Reproduce the listing below without changes, starting at the line that contains "as in (6,234)" and continuing through the final line, both included.

Data drawn from a collection:
● ● ● ●

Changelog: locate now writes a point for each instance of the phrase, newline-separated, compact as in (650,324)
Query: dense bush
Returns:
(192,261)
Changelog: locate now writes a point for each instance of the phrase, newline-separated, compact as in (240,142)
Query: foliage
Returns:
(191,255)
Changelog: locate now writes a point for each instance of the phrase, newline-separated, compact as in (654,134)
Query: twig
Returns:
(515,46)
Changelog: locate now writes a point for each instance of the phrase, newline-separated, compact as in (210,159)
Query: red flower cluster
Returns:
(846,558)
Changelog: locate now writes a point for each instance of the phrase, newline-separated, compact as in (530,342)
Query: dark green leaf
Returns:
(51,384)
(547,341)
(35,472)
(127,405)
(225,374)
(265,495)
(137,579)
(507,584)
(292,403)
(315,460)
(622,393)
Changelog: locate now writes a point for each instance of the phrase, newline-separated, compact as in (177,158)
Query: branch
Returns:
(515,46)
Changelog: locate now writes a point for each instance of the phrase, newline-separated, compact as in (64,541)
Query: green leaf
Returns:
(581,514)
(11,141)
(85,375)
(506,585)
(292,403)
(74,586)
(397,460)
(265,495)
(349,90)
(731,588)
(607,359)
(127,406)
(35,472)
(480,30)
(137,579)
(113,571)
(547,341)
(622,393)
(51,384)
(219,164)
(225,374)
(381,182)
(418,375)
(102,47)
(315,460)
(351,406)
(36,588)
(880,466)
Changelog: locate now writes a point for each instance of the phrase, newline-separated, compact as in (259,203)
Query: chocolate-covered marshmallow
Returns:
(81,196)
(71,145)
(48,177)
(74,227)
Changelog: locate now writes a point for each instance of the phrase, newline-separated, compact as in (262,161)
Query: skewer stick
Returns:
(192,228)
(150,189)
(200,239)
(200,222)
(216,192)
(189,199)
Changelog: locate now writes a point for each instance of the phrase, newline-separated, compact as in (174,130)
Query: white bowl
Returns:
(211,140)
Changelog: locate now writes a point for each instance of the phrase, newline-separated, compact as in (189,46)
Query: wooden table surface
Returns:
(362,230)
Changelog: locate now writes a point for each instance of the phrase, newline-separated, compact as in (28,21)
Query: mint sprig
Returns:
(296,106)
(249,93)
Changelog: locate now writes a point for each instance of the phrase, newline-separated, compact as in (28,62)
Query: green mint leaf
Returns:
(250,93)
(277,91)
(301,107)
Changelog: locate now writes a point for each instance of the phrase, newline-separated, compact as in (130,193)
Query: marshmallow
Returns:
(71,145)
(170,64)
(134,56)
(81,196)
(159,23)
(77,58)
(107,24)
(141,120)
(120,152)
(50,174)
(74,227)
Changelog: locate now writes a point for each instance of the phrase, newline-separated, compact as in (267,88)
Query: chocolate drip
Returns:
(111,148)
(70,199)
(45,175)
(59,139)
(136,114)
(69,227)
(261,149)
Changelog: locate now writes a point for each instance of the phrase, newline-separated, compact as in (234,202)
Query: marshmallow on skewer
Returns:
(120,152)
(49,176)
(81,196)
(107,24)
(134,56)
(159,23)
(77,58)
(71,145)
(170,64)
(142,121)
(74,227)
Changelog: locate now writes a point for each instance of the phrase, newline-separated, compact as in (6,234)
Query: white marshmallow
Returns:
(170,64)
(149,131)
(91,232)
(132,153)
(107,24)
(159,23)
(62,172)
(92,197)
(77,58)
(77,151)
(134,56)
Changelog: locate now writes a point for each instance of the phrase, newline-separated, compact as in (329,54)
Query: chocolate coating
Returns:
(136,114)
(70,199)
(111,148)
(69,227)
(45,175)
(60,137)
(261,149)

● ● ● ●

> Response
Changelog: locate now writes a point for each instance of the phrase, newline-separated, compact as in (6,234)
Query: white marshmallow
Returns:
(170,64)
(149,131)
(91,232)
(132,153)
(107,24)
(159,23)
(62,172)
(92,197)
(77,58)
(77,151)
(134,56)
Changelog: locate now writes a point for each instance of the phrase, newline-separated, compact as in (329,54)
Query: chocolate coating
Returns:
(136,114)
(70,199)
(111,148)
(69,227)
(45,175)
(60,137)
(261,149)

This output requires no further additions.